[GIVEN RECORDS — start]

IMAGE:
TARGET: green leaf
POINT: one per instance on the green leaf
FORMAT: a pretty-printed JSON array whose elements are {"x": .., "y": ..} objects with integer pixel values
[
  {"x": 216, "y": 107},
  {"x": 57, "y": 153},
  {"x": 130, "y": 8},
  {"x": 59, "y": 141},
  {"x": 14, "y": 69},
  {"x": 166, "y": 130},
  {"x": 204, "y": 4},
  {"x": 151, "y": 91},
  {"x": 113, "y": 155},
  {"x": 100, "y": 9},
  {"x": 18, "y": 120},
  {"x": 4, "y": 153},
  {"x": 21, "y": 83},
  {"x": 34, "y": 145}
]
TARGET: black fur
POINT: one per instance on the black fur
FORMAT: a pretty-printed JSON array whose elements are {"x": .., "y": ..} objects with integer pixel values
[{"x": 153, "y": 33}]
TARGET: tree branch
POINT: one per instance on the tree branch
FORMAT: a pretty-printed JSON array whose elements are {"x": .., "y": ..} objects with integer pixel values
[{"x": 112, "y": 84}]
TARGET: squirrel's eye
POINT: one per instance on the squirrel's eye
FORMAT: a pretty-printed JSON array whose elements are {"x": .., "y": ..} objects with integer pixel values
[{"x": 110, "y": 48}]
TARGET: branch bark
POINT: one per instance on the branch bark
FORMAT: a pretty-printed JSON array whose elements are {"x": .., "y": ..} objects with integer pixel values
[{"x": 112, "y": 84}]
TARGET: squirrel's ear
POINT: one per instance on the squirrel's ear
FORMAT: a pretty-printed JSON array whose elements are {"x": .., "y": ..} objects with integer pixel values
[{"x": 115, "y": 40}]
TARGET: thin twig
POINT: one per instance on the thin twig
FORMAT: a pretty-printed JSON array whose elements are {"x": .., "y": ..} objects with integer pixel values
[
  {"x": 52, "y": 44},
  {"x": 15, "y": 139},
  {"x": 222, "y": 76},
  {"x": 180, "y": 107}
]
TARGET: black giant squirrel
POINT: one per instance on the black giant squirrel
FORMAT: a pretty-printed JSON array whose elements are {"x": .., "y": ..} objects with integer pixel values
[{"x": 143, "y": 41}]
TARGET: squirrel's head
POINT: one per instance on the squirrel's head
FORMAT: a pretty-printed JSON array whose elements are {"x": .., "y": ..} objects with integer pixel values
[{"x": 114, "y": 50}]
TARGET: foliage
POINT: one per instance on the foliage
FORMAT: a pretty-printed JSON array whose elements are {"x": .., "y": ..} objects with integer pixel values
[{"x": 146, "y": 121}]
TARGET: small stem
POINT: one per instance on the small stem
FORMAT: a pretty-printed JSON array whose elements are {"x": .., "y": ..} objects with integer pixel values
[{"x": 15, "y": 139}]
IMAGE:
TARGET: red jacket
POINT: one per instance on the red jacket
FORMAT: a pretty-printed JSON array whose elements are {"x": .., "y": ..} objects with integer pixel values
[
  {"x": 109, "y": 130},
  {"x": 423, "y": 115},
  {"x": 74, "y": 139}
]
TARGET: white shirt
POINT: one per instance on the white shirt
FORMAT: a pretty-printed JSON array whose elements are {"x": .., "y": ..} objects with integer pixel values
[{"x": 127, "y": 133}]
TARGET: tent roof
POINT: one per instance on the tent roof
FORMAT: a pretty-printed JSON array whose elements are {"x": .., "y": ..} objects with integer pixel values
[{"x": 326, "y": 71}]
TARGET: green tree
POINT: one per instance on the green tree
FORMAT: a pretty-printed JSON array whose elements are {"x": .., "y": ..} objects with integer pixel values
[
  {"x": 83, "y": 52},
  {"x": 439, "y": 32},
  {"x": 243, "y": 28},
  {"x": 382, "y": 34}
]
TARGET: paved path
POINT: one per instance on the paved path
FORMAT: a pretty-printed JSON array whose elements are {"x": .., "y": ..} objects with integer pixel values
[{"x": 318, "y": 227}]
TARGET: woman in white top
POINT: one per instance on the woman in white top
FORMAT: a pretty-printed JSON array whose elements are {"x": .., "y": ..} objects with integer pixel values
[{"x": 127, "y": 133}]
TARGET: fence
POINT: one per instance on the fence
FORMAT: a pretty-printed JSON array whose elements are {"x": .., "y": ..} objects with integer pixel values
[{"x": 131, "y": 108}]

[GIVEN RECORDS — finish]

Nothing should appear in the answer except the lines above from the line with "TARGET: white shirt" through the line with "POINT: one per instance on the green tree", both included, written out exactly.

TARGET: white shirt
POINT: one per instance on the white shirt
FORMAT: a pretty-printed JSON array whose elements are {"x": .., "y": ..} objects with integer pixel values
[{"x": 127, "y": 133}]
TARGET: tent roof
POINT: one per instance on the tent roof
FORMAT: a pretty-printed JSON array whose elements are {"x": .., "y": ..} objects with integer pixel values
[{"x": 326, "y": 71}]
TARGET: green tree
POINT: one per instance on the green tree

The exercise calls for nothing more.